Collected data
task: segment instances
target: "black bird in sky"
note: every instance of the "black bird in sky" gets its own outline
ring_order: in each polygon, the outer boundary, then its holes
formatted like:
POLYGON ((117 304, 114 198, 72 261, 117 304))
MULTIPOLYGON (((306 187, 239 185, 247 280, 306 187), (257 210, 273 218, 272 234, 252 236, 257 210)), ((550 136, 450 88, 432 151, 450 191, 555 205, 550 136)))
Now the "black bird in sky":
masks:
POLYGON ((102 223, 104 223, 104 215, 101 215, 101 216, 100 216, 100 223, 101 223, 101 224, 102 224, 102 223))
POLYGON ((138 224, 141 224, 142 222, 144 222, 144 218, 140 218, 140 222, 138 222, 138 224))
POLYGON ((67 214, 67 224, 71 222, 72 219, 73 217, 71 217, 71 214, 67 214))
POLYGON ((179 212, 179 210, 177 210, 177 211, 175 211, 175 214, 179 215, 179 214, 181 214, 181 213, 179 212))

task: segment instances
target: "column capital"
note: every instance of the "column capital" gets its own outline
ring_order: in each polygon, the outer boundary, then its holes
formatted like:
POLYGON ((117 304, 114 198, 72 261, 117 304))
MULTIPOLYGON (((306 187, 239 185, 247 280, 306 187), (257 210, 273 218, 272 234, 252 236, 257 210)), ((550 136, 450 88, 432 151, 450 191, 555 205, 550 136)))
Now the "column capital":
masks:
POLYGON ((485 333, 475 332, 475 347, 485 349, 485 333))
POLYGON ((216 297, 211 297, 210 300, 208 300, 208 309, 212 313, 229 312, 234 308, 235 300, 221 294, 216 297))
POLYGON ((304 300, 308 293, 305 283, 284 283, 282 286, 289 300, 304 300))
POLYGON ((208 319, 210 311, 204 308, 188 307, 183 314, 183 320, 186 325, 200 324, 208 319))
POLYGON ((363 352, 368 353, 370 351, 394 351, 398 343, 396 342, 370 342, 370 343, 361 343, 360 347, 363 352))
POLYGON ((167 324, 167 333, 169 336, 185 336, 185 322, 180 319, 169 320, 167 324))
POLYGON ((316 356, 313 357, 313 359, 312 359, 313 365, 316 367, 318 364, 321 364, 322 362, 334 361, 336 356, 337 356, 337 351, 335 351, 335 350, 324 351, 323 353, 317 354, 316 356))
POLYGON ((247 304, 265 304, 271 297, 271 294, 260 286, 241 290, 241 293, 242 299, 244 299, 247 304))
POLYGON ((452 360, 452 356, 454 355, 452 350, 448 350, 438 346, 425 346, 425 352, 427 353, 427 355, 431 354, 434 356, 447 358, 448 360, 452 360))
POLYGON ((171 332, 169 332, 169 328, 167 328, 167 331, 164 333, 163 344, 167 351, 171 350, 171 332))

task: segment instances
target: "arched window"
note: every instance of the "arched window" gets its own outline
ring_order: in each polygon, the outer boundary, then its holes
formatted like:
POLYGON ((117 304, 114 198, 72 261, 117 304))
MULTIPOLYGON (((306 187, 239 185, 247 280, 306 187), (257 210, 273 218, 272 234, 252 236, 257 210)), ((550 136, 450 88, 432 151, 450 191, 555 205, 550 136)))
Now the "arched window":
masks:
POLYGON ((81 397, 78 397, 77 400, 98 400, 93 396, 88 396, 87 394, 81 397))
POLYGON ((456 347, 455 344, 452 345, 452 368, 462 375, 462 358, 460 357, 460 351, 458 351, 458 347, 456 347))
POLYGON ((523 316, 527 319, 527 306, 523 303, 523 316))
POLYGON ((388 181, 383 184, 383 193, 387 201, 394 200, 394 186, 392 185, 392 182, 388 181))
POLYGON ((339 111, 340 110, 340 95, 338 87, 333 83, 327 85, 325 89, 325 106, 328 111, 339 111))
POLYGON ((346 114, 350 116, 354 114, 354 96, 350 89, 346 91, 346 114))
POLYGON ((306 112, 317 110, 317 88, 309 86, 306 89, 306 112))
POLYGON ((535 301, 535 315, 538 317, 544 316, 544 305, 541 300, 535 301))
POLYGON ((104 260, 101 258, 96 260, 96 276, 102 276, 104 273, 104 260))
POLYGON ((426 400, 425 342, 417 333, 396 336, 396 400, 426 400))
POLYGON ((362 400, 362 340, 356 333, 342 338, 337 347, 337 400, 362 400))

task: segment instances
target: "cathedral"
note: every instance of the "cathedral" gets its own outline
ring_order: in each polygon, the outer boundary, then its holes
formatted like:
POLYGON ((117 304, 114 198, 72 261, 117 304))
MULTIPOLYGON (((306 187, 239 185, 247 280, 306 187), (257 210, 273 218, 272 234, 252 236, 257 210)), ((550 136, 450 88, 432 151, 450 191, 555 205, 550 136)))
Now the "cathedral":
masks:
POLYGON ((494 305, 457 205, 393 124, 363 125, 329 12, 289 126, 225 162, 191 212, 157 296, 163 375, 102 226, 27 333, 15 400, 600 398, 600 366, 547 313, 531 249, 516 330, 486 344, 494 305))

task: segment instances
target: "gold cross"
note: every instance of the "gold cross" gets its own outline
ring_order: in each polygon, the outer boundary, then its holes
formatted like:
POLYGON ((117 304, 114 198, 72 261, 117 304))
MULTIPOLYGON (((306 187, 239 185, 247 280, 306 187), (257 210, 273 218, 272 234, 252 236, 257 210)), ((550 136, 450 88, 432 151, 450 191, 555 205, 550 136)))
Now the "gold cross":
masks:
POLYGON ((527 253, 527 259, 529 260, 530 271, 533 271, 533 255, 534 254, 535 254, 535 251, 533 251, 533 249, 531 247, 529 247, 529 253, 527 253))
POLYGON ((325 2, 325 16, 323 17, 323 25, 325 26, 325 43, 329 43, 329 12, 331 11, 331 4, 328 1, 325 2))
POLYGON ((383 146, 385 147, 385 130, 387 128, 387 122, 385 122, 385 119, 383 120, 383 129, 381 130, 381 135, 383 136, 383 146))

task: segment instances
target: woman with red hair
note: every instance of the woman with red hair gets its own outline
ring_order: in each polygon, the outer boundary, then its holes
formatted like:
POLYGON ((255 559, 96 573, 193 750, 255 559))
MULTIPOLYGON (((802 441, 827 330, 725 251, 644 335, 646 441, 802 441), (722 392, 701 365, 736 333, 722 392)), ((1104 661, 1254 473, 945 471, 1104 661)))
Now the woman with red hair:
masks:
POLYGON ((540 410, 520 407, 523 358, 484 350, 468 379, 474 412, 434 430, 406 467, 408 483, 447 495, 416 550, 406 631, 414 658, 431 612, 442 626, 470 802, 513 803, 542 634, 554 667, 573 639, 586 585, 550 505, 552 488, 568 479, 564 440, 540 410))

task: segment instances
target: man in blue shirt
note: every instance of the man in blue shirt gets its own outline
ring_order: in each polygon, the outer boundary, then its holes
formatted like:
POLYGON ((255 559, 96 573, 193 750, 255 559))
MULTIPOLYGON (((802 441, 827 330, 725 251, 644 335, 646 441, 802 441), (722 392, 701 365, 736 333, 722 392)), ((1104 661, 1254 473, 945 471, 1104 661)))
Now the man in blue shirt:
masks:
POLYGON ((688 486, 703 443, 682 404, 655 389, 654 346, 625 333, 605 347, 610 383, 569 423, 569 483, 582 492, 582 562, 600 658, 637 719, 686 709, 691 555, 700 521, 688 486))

# PROBLEM TO SOLVE:
Where a line in the records above contains the word "hair", copy that line.

# RESULT FOR THIS EXERCISE:
target: woman with red hair
note: every instance of the woman with red hair gets its own outline
Now the woman with red hair:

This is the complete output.